Objetivo
Según el extracto del documento, ¿cuántos años tenía la hija que le regaló el poema a su madre el Día de la Madre?

Extracto del documento
.....
Deja de gritar

Como madre, le doy un gran valor a cada nota que recibo de mis hijas, ya sean garabatos indescifrables o cartas con caligrafía perfecta. Pero el Día de la Madre recibí de mi hija de 9 años un poema que significó mucho para mí. De hecho, la primera línea me hizo contener el aliento mientras cálidas lágrimas se deslizaban por mi rostro.

«Lo importante de mi mamá es… que siempre está ahí para mí, incluso cuando me meto en problemas.»

Verás, esto no fue siempre así.

En el medio de mi vida extremadamente distraída, comencé una nueva práctica que era muy diferente a mi comportamiento usual. Me convertí en una gritona. No lo hacía siempre, pero eran momentos que vivía muy intensamente, como cuando se infla demasiado un globo y éste explota, causando sobresalto y temor.
.....
Datos recopilados
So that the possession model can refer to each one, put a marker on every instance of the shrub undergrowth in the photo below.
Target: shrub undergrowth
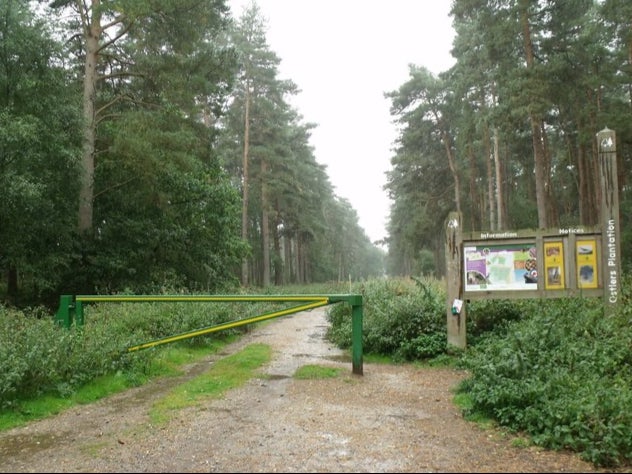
.....
Respuesta del ejercicio
Tenía 9 años.